▼
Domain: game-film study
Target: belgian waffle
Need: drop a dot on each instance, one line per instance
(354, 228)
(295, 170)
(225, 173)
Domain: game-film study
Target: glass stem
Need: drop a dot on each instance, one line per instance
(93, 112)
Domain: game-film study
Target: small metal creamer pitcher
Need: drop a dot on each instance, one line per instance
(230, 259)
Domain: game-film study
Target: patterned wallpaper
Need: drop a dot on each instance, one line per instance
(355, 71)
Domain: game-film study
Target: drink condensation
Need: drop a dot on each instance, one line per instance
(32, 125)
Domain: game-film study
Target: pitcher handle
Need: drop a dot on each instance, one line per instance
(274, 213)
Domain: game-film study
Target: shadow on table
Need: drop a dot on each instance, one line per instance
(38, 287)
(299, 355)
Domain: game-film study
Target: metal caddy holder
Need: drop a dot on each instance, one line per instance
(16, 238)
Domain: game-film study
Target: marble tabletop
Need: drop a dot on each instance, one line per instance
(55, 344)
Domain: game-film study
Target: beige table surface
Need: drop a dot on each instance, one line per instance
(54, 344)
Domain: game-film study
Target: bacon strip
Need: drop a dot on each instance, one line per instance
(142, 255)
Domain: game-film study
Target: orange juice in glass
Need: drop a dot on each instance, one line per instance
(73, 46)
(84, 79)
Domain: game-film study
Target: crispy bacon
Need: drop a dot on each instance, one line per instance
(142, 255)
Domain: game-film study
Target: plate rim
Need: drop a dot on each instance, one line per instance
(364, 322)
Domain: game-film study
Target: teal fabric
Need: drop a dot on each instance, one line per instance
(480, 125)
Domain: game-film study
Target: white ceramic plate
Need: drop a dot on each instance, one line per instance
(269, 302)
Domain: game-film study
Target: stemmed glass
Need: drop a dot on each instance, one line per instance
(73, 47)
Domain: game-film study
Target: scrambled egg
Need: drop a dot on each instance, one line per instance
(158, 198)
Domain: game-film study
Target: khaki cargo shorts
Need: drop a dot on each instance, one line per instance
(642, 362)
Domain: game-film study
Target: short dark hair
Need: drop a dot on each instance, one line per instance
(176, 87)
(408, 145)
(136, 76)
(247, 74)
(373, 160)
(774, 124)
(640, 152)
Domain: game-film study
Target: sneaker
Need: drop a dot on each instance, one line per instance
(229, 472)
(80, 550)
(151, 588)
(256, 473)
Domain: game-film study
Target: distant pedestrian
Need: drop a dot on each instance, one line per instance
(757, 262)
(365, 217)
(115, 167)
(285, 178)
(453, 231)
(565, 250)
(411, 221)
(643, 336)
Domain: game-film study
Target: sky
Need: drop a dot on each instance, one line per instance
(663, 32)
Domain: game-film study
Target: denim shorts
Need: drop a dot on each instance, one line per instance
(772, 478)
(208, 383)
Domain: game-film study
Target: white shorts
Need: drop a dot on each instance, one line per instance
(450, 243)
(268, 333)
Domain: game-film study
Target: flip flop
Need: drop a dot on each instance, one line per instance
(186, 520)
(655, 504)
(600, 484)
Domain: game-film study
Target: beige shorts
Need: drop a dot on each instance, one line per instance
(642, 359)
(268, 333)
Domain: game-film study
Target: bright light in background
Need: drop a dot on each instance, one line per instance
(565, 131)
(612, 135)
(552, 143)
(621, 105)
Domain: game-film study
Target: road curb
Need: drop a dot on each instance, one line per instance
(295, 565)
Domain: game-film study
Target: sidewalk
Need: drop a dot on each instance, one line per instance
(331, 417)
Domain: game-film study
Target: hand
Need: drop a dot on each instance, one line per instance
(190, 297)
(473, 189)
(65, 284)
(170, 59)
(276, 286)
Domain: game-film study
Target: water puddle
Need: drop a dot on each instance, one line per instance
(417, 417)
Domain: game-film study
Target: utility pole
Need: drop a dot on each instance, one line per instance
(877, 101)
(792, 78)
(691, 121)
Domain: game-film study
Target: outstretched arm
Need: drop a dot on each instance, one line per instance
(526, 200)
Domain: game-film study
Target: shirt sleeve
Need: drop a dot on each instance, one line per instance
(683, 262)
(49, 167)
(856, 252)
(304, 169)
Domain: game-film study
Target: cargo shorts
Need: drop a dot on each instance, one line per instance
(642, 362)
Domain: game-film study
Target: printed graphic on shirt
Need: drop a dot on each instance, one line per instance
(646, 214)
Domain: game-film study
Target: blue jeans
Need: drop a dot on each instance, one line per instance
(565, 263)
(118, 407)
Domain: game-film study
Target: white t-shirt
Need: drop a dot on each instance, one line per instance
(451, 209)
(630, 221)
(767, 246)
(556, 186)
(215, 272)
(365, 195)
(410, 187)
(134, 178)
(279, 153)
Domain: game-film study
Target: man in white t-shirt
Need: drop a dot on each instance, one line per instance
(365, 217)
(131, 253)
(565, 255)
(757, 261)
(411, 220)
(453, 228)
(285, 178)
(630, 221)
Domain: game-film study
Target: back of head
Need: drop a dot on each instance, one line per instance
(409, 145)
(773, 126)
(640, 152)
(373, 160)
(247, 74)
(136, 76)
▲
→ What you should do:
Output all preceding records character for character.

→ Result below:
Domain: game-film study
Target: belgian waffle
Need: drop a dot on each instance, one line per instance
(354, 228)
(295, 170)
(225, 173)
Domain: game-film study
Target: glass stem
Need: drop a dot on each instance, one line per instance
(93, 112)
Domain: game-film study
Target: small metal creamer pitcher
Need: drop a dot on each instance, one line per instance
(230, 259)
Domain: game-film study
Target: patterned wallpaper
Need: drop a dot on each instance, one line per instance
(355, 71)
Domain: game-film study
Target: drink condensation
Need: drop a dot on each instance, one line per instance
(32, 125)
Domain: game-film study
Target: pitcher handle
Need: drop a dot on each instance, one line per instance
(274, 213)
Domain: game-film study
Target: shadow on table
Need: drop a dot on each instance, one line per instance
(38, 287)
(299, 355)
Domain: game-film study
Target: metal caddy holder
Need: drop a dot on each instance, one line per instance
(16, 238)
Domain: game-film study
Target: marble tabletop
Need: drop a dot on each instance, one line per instance
(55, 344)
Domain: game-film study
Target: beige table surface
Need: drop a dot on each instance, one line per instance
(54, 344)
Domain: game-film study
Target: bacon strip
Need: drop a dot on each instance, one line per instance
(142, 255)
Domain: game-film study
Target: orange juice in glass
Need: drop a dot on each instance, one line per instance
(73, 46)
(84, 79)
Domain: game-film study
Target: crispy bacon
Need: drop a dot on each instance, one line per instance
(142, 255)
Domain: game-film study
Target: plate rim
Need: drop a dot on each instance, one line per instance
(364, 322)
Domain: game-film study
Target: teal fabric
Need: drop a dot on each instance, one line per instance
(480, 125)
Domain: game-film study
Target: white ceramic plate
Need: drop a dot on each instance, one line per instance
(269, 302)
Domain: game-film study
Target: stemmed glass
Need: drop a dot on each instance, one line per instance
(73, 47)
Domain: game-film study
Target: scrambled egg
Need: drop a dot on each instance, one line per instance
(158, 198)
Domain: game-film study
Target: khaki cargo shorts
Need: drop a dot on each instance, one line per instance
(642, 362)
Domain: game-film study
Target: short dark hair
Need: drop a dot on each instance, one line per instance
(176, 87)
(408, 145)
(136, 76)
(247, 74)
(373, 160)
(774, 124)
(640, 152)
Domain: game-film study
Target: sneaker
Need: drop a dot on each instance, one line per instance
(229, 472)
(80, 550)
(151, 588)
(256, 473)
Domain: game-film study
Target: distant pedestrian
Need: drop a dot on each instance, one line per instance
(757, 262)
(365, 217)
(115, 167)
(285, 178)
(453, 231)
(565, 250)
(411, 221)
(643, 336)
Domain: game-film study
Target: sky
Need: drop a dot on each instance, one line per instance
(663, 32)
Domain: game-film study
Target: denim shorts
Need: drop a dot on each instance, one line per instance
(772, 478)
(208, 383)
Domain: game-film study
Target: white shorts
Need: drop a dot on each instance, one line per instance
(450, 243)
(268, 333)
Domain: game-film study
Target: flip flop
Need: drop a dot on each instance, one line per instance
(186, 520)
(655, 504)
(600, 484)
Domain: game-film study
Target: beige shorts
Need: drop a dot on each instance, one line per instance
(642, 359)
(268, 333)
Domain: game-film study
Target: bright light in background
Need: drop a dot on each instance, one line per instance
(565, 131)
(612, 135)
(552, 143)
(621, 105)
Domain: game-film study
Target: road curb
Need: drop a dot on each instance, one line per instance
(295, 565)
Domain: game-film study
Target: sidewalk
Need: drop a dot on each instance, one line per instance
(331, 417)
Domain: game-film study
Target: hand
Need: drop a dot on each instance, one line per instance
(190, 297)
(473, 189)
(65, 284)
(170, 59)
(276, 286)
Domain: game-film study
Target: water puddle
Need: drop a dot on each instance, one line per instance
(417, 417)
Domain: game-film study
Target: utility pole
Need: drop a dot on each instance, one line per instance
(877, 101)
(792, 78)
(691, 121)
Domain: game-film study
Target: outstretched arm
Need: drop a dot on each instance, one line per instance
(526, 200)
Domain: game-film study
Target: shirt sleeve
Need: drop a dot on each instance, one line per instance
(683, 262)
(49, 167)
(856, 252)
(304, 169)
Domain: game-film study
Target: cargo shorts
Need: drop a dot on each instance, one line per instance
(642, 362)
Domain: game-film study
Target: printed graphic on shirt
Need: drop a dot on each instance, one line per instance
(646, 214)
Domain: game-film study
Target: blue jeans
Need: drop a dot on each instance, one line per instance
(565, 263)
(118, 407)
Domain: game-film study
Target: white t-shirt
Need: drop a dot on each instance, one line per instance
(451, 209)
(630, 221)
(767, 246)
(556, 186)
(215, 272)
(365, 195)
(410, 187)
(134, 178)
(279, 153)
Domain: game-film study
Target: man in white t-shirt
Need: drop a dot on each instance, one line per instance
(365, 217)
(131, 253)
(565, 255)
(757, 261)
(411, 220)
(453, 228)
(285, 178)
(630, 221)
Domain: game-film study
Target: back of head
Need: drop a dot on each instance, one line per instance
(409, 145)
(773, 126)
(640, 152)
(373, 160)
(247, 74)
(136, 76)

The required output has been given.